[Start of TASK DATA]

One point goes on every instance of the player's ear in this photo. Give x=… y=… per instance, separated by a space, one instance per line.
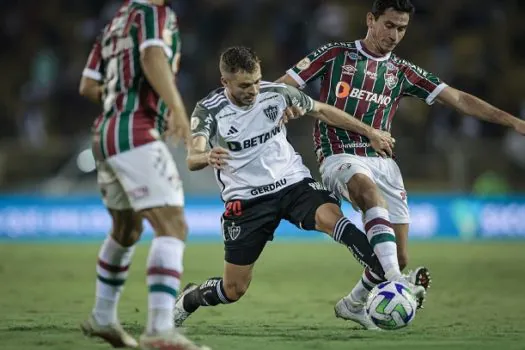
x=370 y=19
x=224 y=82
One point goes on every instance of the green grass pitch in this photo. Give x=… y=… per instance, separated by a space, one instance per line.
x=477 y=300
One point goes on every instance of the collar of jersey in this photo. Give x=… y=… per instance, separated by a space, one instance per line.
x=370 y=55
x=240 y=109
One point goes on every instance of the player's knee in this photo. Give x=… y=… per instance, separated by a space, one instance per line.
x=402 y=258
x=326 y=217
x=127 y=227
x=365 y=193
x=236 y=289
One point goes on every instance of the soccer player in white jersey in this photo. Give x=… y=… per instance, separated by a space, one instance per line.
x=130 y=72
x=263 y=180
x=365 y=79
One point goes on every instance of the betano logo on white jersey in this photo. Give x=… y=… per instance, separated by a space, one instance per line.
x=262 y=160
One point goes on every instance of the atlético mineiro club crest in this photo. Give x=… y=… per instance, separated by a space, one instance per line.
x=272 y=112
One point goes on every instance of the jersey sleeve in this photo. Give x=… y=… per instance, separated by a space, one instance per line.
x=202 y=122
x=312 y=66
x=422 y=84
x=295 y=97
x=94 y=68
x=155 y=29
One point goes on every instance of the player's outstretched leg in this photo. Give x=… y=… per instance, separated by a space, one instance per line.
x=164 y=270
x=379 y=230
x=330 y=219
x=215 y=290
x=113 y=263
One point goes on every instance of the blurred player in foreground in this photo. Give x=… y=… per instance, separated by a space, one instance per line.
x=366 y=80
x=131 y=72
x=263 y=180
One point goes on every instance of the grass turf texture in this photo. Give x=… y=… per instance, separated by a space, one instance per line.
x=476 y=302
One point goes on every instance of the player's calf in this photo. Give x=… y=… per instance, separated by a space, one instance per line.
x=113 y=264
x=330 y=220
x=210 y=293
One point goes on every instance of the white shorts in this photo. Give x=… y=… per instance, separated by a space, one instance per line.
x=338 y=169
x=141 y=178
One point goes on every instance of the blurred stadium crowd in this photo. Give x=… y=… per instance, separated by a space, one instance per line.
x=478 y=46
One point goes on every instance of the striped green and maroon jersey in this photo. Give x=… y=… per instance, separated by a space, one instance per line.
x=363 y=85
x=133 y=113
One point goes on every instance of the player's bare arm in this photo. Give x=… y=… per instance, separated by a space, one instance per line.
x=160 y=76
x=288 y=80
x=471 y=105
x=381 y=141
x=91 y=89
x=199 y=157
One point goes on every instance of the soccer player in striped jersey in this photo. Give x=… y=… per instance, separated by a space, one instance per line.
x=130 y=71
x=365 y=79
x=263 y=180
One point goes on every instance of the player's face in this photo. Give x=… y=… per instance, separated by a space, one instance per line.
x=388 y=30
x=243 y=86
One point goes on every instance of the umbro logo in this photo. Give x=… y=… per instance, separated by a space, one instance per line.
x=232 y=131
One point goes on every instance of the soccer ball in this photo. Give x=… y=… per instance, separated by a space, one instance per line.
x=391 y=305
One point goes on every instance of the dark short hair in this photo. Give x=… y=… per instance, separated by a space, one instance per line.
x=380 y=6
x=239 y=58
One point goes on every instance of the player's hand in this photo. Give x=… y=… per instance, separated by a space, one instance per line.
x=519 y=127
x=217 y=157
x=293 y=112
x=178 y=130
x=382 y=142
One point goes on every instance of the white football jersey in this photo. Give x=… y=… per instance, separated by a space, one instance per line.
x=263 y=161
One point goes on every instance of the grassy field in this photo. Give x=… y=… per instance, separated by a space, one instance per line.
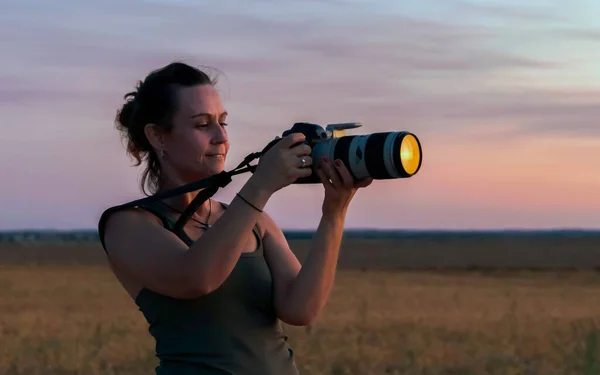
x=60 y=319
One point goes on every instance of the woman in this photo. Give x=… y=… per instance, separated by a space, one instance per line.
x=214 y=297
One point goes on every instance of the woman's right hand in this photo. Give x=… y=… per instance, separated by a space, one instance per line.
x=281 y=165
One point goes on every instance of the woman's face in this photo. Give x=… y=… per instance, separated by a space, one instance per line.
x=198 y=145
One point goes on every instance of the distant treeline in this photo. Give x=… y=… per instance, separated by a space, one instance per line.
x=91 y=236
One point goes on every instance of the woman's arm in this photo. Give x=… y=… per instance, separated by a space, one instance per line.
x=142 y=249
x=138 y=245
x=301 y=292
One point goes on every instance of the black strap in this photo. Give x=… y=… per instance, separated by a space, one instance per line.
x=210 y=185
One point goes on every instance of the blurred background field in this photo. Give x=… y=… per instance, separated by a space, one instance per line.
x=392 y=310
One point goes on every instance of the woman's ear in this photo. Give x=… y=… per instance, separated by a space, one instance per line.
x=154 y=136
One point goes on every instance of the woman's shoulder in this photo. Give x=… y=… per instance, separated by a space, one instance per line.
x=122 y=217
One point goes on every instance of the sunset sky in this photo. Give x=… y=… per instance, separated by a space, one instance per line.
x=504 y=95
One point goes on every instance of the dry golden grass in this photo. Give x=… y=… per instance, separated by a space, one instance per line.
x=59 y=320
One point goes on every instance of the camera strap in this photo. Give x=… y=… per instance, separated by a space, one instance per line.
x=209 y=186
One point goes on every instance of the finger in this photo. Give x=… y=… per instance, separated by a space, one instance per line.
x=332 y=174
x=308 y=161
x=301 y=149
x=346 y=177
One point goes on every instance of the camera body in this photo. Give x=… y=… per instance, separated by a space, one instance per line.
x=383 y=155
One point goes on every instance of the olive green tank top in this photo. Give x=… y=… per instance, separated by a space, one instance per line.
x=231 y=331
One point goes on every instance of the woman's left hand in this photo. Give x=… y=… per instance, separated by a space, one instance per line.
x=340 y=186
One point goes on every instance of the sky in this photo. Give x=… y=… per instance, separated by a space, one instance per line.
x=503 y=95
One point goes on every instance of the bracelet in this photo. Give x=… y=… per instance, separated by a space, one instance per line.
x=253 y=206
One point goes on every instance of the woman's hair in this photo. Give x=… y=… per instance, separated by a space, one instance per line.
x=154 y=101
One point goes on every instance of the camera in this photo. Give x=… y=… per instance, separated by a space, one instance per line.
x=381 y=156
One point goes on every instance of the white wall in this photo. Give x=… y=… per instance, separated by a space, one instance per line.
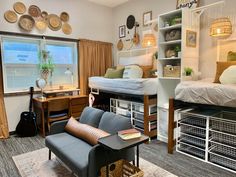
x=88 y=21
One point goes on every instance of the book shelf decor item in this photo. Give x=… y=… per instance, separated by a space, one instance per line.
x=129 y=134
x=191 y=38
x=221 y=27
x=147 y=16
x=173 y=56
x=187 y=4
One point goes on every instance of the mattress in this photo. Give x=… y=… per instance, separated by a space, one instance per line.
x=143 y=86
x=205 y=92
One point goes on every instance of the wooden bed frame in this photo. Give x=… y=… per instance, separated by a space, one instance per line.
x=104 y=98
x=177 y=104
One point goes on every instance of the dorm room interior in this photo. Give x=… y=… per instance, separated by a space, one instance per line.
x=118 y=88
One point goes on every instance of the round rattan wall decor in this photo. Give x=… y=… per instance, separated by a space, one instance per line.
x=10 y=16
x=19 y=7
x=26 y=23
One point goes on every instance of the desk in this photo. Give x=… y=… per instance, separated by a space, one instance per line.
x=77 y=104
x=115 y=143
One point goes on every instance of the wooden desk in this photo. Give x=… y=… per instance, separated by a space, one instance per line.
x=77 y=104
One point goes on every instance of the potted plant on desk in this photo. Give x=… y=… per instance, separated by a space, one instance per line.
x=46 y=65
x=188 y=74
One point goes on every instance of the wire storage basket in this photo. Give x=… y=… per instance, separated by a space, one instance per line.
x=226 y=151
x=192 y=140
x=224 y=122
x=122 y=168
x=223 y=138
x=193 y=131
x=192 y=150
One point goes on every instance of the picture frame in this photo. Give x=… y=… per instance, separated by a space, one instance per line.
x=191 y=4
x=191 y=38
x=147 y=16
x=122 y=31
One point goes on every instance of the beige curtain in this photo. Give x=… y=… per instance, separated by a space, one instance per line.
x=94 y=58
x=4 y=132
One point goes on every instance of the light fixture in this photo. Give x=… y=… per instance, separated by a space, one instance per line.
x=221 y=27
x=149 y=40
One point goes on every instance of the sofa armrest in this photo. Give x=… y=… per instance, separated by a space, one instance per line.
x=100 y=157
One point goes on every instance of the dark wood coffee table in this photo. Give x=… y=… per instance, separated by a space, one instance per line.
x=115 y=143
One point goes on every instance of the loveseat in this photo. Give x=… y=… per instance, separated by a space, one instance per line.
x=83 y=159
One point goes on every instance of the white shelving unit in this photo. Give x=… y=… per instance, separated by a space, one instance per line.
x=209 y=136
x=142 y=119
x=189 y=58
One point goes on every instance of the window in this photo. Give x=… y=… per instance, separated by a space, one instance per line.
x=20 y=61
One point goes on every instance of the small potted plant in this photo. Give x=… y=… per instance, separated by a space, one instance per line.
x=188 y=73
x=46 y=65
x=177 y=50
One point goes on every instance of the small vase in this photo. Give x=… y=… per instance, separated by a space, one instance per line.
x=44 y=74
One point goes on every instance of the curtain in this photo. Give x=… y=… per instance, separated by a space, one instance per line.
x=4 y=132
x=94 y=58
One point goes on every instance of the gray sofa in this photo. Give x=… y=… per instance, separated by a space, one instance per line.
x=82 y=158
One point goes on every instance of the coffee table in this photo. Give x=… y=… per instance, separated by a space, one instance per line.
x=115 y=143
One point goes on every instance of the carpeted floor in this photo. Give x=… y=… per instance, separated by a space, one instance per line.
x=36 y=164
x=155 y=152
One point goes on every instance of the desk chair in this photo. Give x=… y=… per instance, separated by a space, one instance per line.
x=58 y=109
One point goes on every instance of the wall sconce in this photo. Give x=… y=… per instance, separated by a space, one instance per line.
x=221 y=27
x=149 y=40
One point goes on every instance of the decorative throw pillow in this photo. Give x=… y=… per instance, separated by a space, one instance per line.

[End of TASK DATA]

# [TASK DIRECTIONS]
Copy the entries word for word, beginning at the line that has "One point goes on every instance of the collar" and stopping after the line that has "x=240 y=109".

# [RESPONSE FOR THIS EXERCISE]
One point goes on every instance of the collar of jersey in this photo. Give x=… y=… per instance, separated by a space, one instance per line.
x=370 y=55
x=240 y=109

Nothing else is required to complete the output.